* Stated exercise a
Quote, word for word, the stretch of the Springsteen song text from "Song facts and" through "the United States.".

* Text shown
"The Power of Prayer" is a 2020 song by Bruce Springsteen from his album Letter to You. It was only released as a radio single, and a promotional video was released on November 23, a month after the release of the album.

Song facts and release
The song has a spiritual language. Springsteen was born in a Roman Catholic household, and that turned him off religion, but he didn't lose his faith. The video features archival footage from his youth and clips of Springsteen and the E Street Band working on the song in the studio. The message of the video is about old friends he’s lost and the optimism of that era, reflected in the footage of Jersey Shore in the summertime during Springsteen’s youth. The song gained radio airplay since December 4 in Italy, where it hit #1; besides radio airplay, "The Power of Prayer" reached high positions on streaming platforms: iTunes (#7) and Apple Music (#5), respectively in the United Kingdom and Norway. Surprisingly, it did not chart in the United States.

* Source data
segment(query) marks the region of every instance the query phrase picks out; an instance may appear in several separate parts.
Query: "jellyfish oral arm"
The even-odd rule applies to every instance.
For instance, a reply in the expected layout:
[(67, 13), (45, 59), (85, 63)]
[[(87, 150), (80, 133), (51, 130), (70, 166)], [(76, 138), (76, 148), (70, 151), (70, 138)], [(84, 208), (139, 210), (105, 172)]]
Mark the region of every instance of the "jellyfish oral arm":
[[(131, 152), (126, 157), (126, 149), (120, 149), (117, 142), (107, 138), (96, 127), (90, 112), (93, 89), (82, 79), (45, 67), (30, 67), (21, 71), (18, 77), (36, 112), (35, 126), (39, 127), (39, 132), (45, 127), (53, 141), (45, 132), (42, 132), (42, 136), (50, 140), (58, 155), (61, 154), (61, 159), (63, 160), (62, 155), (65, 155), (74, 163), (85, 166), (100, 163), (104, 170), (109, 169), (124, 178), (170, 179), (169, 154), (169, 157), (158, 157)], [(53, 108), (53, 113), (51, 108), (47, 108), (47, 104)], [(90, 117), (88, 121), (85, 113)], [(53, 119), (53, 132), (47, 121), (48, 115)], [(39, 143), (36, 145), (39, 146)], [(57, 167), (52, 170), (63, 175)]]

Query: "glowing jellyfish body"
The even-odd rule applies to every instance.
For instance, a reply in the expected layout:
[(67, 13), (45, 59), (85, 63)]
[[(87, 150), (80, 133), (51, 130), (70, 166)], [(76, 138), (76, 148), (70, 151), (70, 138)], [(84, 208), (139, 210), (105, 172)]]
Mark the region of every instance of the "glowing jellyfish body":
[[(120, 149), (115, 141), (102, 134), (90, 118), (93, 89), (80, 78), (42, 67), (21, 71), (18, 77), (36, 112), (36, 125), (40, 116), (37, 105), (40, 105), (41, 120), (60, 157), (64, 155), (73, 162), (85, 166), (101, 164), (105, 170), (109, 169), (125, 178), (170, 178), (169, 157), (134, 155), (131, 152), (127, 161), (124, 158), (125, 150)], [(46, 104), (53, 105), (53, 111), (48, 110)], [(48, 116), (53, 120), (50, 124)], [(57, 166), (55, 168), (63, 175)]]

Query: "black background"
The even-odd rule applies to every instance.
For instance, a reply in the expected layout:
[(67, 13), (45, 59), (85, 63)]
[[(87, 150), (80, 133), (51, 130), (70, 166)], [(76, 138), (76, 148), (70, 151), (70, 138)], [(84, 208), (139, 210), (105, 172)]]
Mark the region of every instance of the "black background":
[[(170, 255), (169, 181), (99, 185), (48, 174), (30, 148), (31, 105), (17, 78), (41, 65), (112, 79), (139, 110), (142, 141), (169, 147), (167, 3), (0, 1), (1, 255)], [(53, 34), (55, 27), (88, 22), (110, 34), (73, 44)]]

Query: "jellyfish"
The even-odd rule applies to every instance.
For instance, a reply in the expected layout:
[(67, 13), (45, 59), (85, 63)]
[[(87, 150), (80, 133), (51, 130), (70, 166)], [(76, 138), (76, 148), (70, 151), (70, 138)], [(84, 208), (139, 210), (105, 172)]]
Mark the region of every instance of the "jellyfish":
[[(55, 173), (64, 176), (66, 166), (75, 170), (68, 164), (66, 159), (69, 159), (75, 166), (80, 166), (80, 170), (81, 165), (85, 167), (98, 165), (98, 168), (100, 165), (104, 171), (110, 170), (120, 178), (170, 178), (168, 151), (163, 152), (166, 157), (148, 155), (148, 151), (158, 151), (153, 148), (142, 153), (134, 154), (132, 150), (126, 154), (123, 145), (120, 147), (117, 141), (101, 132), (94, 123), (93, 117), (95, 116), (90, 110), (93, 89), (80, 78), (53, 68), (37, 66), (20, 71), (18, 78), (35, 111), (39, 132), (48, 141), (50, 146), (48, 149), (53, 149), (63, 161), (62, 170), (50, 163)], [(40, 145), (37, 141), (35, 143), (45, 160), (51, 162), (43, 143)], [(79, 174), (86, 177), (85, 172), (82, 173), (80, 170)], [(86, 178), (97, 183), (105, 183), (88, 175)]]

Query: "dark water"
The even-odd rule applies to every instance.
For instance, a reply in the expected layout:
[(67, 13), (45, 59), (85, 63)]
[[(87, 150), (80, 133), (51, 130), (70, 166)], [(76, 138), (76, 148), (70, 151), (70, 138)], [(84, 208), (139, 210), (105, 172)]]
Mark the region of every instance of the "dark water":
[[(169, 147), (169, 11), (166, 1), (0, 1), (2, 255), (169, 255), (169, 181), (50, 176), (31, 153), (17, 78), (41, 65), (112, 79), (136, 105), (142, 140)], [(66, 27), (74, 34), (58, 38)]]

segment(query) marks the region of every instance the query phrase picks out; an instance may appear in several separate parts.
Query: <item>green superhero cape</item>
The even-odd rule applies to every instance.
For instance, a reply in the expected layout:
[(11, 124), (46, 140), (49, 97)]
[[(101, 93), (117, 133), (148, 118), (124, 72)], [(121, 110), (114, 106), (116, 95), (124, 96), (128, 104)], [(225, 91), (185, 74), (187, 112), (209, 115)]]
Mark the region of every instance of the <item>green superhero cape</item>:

* Stated exercise b
Lay out the stretch of the records from their start through the line containing "170), (63, 175)]]" as a Markdown table with the columns Index and Entry, skipping blank lines.

* Reply a
Song facts and release
The song has a spiritual language. Springsteen was born in a Roman Catholic household, and that turned him off religion, but he didn't lose his faith. The video features archival footage from his youth and clips of Springsteen and the E Street Band working on the song in the studio. The message of the video is about old friends he’s lost and the optimism of that era, reflected in the footage of Jersey Shore in the summertime during Springsteen’s youth. The song gained radio airplay since December 4 in Italy, where it hit #1; besides radio airplay, "The Power of Prayer" reached high positions on streaming platforms: iTunes (#7) and Apple Music (#5), respectively in the United Kingdom and Norway. Surprisingly, it did not chart in the United States.

* Reply b
| Index | Entry |
|---|---|
| 1 | segment(query) marks the region of every instance the query phrase picks out; an instance may appear in several separate parts. |
| 2 | Query: "jellyfish oral arm" |
| 3 | The even-odd rule applies to every instance. |
| 4 | For instance, a reply in the expected layout: |
| 5 | [(67, 13), (45, 59), (85, 63)] |
| 6 | [[(87, 150), (80, 133), (51, 130), (70, 166)], [(76, 138), (76, 148), (70, 151), (70, 138)], [(84, 208), (139, 210), (105, 172)]] |
| 7 | Mark the region of every instance of the "jellyfish oral arm": |
| 8 | [[(131, 152), (126, 157), (126, 149), (120, 149), (117, 142), (107, 138), (96, 127), (90, 112), (93, 89), (82, 79), (45, 67), (30, 67), (21, 71), (18, 77), (36, 112), (35, 126), (39, 127), (39, 132), (45, 127), (53, 141), (45, 132), (42, 132), (42, 136), (50, 140), (58, 155), (61, 154), (61, 159), (63, 160), (62, 155), (65, 155), (74, 163), (85, 166), (100, 163), (104, 170), (109, 169), (124, 178), (170, 179), (169, 154), (169, 157), (158, 157)], [(53, 108), (53, 113), (51, 108), (47, 108), (47, 104)], [(90, 117), (88, 121), (85, 113)], [(53, 119), (53, 132), (47, 121), (48, 115)], [(39, 143), (36, 145), (39, 146)], [(57, 167), (52, 170), (63, 175)]] |